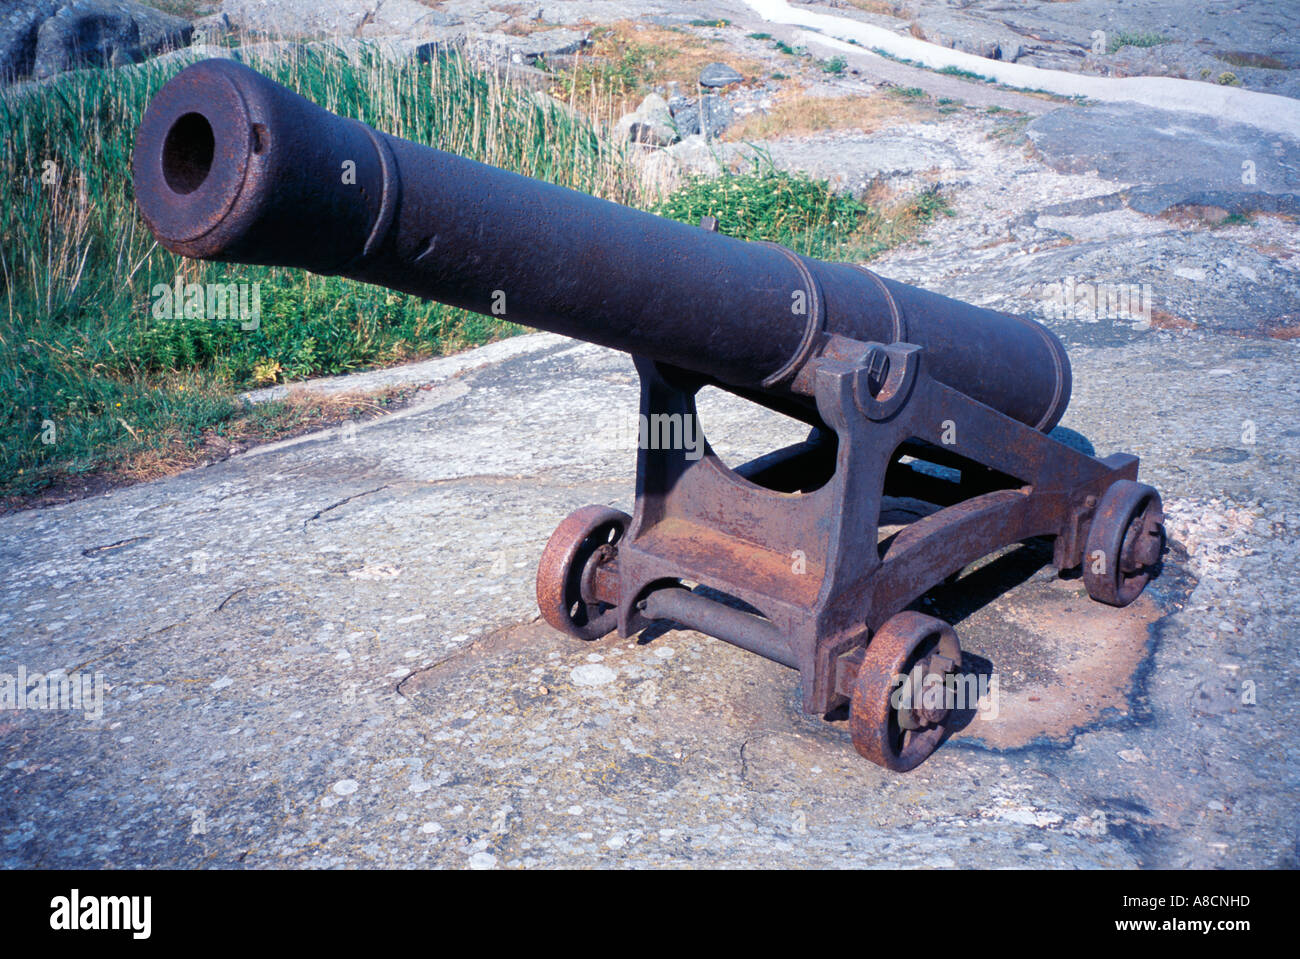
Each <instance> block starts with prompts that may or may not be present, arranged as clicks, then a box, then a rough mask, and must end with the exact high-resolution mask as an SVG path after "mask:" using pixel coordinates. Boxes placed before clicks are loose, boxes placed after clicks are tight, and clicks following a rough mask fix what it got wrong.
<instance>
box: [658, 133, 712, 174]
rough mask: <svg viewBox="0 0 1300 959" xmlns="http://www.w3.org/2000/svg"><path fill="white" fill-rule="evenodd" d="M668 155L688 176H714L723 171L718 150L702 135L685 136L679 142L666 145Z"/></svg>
mask: <svg viewBox="0 0 1300 959" xmlns="http://www.w3.org/2000/svg"><path fill="white" fill-rule="evenodd" d="M667 152H668V153H669V156H672V159H673V160H676V161H677V166H679V168H680V169H681V172H682V174H684V175H688V177H716V175H719V174H720V173H722V172H723V166H722V162H720V161H719V159H718V152H716V151H715V149H714V148H712V146H710V144H708V143H706V142H705V138H703V136H699V135H695V136H686V138H685V139H684V140H681V143H675V144H673V146H671V147H668V151H667Z"/></svg>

=== About this task ===
Reproduce the stretch of the listing from its beginning through the line containing "rough mask: <svg" without any change, leaving out the pictures.

=== Output ===
Each <instance> block starts with prompts that may or may not be present, arranged as clicks, then a box, then a rough mask, and must end with the exact high-resolution mask as an SVG path after "mask:" using pixel coordinates. Boxes placed before clicks are loose, boxes placed after clicks are tight, and clicks following a rough mask fix what it got wrong.
<instance>
box: [658, 133, 712, 174]
rough mask: <svg viewBox="0 0 1300 959" xmlns="http://www.w3.org/2000/svg"><path fill="white" fill-rule="evenodd" d="M668 155L688 176H714L723 171L718 150L702 135L685 136L679 142L666 145Z"/></svg>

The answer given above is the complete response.